▸ What is being asked:
Nothing but the lines below between the line holding "For the mapping pass, tag each instance of the drainage" and the line holding "For the mapping pass, tag each instance of the flower bud", inclusive, should appear in the answer, each set down exactly.

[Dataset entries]
——————

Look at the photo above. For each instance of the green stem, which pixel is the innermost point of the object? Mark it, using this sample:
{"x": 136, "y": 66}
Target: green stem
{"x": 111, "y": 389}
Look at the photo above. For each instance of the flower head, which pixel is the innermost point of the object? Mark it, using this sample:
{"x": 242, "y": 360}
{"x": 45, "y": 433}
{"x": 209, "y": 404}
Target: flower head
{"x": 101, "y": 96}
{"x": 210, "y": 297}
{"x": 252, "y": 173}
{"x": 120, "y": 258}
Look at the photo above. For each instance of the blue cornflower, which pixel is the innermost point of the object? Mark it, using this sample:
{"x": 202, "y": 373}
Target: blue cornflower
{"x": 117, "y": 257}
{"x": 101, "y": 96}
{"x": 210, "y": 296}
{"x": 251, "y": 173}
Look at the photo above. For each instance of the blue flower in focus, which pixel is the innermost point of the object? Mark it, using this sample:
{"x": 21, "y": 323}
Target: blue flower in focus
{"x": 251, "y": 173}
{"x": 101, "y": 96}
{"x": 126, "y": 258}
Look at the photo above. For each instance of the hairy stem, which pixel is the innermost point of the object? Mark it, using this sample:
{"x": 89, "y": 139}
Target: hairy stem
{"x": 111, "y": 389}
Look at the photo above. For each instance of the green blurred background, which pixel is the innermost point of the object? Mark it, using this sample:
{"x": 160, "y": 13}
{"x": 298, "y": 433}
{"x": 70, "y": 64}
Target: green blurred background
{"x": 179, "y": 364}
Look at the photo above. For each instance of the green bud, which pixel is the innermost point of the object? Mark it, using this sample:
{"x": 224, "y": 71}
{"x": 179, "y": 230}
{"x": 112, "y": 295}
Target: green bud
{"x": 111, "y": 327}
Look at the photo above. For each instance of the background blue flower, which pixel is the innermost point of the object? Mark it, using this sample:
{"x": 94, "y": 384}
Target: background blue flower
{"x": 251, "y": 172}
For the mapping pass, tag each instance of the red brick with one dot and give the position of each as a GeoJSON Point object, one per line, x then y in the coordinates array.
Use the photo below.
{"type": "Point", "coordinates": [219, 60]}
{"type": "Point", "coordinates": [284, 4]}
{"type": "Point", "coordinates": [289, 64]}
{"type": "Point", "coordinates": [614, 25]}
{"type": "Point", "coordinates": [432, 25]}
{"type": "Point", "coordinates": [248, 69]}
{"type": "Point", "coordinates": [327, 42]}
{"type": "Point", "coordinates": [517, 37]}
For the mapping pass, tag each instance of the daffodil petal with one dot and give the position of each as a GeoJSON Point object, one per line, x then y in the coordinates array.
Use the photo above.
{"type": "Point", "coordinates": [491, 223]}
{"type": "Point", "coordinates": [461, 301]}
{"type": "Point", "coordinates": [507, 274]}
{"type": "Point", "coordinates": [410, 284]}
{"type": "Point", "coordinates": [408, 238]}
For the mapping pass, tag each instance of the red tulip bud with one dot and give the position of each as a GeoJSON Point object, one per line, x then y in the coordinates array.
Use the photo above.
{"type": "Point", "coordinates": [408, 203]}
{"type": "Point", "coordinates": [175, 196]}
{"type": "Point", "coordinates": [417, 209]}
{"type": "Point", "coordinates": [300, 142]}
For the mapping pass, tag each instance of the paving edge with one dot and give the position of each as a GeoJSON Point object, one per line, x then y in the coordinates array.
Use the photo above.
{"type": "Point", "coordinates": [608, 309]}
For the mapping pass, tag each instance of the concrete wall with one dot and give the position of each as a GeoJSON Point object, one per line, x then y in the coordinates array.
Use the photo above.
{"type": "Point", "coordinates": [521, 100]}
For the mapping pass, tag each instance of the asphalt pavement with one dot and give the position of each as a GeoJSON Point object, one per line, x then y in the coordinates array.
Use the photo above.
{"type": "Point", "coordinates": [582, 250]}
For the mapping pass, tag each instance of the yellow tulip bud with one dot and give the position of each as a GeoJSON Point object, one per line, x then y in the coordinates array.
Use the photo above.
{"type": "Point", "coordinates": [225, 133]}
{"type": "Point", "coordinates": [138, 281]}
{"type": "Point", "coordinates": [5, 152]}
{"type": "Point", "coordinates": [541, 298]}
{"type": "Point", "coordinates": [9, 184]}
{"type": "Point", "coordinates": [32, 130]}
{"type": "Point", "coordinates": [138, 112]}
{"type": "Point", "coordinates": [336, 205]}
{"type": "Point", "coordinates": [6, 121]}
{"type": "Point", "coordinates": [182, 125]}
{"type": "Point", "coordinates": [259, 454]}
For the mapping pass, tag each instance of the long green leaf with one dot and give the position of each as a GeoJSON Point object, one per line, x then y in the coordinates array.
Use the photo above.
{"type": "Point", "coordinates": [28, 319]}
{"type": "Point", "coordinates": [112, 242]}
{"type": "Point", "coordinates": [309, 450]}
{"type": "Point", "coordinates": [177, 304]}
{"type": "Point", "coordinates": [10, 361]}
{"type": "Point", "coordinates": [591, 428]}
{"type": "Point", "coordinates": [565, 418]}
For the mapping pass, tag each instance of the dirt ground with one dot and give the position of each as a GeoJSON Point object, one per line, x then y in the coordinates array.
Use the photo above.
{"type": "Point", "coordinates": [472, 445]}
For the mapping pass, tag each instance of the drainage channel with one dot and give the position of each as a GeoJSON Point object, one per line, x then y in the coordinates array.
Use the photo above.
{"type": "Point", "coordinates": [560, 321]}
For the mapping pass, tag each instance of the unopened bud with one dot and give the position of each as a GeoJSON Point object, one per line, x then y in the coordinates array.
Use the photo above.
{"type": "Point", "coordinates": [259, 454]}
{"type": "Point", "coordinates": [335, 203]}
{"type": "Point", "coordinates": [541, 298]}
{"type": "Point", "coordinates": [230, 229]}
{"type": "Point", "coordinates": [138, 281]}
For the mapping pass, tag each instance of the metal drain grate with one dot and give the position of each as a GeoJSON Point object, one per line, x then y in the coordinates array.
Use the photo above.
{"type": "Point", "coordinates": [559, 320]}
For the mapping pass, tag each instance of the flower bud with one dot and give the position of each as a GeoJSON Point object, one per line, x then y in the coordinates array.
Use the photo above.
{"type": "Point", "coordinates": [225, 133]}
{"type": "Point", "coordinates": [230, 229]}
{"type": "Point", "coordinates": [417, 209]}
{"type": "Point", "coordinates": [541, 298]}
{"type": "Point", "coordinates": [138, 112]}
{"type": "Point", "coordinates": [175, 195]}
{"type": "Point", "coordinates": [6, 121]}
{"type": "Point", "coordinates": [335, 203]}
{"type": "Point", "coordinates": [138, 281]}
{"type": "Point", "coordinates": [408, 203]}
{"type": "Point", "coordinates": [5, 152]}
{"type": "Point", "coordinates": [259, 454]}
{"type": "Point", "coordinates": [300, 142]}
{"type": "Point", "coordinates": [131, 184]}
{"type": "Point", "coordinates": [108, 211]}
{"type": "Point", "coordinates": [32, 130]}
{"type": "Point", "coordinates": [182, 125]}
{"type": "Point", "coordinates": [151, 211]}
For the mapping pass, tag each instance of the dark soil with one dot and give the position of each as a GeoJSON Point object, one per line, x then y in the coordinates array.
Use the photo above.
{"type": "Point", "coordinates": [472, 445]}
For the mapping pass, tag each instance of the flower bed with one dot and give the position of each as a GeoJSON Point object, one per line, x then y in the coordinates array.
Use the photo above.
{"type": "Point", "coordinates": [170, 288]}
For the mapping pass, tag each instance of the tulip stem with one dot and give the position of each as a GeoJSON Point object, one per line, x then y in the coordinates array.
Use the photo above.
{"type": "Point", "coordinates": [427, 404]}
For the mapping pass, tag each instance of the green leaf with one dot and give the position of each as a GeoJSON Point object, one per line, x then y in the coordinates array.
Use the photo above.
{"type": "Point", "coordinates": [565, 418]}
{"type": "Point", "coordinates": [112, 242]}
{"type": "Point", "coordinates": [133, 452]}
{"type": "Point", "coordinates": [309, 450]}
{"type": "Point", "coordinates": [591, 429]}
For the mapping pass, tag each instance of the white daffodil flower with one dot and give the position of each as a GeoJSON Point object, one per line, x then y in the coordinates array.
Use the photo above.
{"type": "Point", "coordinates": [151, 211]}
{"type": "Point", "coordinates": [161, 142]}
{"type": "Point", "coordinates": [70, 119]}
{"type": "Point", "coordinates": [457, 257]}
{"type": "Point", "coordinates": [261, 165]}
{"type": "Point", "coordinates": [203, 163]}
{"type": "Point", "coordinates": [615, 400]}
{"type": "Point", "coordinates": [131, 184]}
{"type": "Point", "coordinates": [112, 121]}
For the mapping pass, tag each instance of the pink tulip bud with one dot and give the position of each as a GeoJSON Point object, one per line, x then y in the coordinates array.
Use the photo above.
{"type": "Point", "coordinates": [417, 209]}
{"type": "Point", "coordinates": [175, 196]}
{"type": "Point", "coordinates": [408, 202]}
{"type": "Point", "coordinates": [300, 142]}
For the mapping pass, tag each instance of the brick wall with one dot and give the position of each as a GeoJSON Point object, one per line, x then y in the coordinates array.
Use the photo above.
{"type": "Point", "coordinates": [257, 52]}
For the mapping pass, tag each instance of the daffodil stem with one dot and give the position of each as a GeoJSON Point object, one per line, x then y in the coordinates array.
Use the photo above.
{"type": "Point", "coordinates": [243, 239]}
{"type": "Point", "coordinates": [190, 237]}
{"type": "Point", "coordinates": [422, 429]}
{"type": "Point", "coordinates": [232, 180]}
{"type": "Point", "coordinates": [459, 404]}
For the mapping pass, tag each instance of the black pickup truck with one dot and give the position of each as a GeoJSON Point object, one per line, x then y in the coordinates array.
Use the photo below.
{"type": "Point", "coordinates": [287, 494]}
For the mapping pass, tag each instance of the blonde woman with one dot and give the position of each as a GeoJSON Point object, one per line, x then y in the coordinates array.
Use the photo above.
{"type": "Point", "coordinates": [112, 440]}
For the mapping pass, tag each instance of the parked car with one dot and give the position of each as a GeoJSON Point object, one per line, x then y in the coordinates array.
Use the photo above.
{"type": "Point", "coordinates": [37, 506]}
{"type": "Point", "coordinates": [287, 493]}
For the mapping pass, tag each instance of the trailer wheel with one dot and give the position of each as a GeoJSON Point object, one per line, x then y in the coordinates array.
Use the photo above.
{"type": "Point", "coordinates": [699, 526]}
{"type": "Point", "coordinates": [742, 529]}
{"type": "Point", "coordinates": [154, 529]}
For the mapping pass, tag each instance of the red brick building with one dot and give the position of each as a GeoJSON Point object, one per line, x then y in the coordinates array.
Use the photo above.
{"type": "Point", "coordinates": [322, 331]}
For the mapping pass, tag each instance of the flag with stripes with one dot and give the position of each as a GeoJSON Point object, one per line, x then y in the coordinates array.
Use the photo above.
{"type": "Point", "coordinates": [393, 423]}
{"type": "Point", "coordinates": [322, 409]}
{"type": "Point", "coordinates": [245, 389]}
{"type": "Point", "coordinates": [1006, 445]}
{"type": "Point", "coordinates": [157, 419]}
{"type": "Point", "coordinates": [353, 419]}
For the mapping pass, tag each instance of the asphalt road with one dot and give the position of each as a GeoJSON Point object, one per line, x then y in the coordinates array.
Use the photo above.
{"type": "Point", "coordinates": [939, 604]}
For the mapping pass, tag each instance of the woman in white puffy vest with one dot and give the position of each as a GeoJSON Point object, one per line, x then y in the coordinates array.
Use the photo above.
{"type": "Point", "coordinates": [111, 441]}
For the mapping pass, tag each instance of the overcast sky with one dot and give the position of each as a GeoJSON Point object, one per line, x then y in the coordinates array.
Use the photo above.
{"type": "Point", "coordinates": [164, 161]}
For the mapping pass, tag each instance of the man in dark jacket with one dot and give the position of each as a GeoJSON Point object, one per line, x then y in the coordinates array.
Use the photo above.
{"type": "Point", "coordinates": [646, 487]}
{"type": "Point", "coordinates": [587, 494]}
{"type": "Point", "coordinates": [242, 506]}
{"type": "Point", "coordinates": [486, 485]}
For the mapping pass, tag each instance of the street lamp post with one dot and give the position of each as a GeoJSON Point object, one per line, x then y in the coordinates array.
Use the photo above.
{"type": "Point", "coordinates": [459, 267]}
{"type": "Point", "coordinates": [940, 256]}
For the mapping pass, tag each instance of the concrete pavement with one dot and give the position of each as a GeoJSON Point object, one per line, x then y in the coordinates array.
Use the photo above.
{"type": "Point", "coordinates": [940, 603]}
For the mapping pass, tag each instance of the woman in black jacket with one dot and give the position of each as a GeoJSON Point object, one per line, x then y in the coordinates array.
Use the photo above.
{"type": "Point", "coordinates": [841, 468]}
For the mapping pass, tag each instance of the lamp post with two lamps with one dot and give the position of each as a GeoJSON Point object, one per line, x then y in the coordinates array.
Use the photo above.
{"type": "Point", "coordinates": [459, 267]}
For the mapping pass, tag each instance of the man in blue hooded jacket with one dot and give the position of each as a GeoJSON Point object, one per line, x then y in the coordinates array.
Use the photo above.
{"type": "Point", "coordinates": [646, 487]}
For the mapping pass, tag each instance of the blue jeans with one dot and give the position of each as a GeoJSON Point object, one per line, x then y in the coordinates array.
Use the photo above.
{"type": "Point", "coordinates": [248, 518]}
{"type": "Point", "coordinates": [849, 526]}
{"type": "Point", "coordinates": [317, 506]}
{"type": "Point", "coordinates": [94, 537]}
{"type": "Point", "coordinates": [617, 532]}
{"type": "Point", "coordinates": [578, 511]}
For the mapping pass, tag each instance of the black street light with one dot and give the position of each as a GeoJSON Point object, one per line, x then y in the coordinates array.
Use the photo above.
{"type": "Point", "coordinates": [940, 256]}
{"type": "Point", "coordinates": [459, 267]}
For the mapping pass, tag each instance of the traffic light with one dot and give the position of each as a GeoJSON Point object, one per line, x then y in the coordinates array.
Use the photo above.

——————

▸ Task output:
For the mapping pass, tag each instance of the drainage channel with one dot and give the position of each as a GeoJSON Point object, one per line, x then y in the coordinates array.
Use the photo above.
{"type": "Point", "coordinates": [560, 321]}
For the mapping pass, tag each instance of the unopened bud with one dot and give the position of each as a GeoJSON Point object, one per line, x then y in the coordinates array.
Use the photo above.
{"type": "Point", "coordinates": [259, 454]}
{"type": "Point", "coordinates": [335, 203]}
{"type": "Point", "coordinates": [541, 298]}
{"type": "Point", "coordinates": [230, 229]}
{"type": "Point", "coordinates": [138, 281]}
For the mapping pass, tag each instance of the metal drain grate with one dot and give the position of each as a GeoJSON Point object, one per line, x then y in the coordinates array.
Use the photo above.
{"type": "Point", "coordinates": [559, 320]}
For the mapping pass, tag each instance of the flower bud with one dot and give the position of each as a GeoJSON Point object, one per line, x then y in the coordinates array.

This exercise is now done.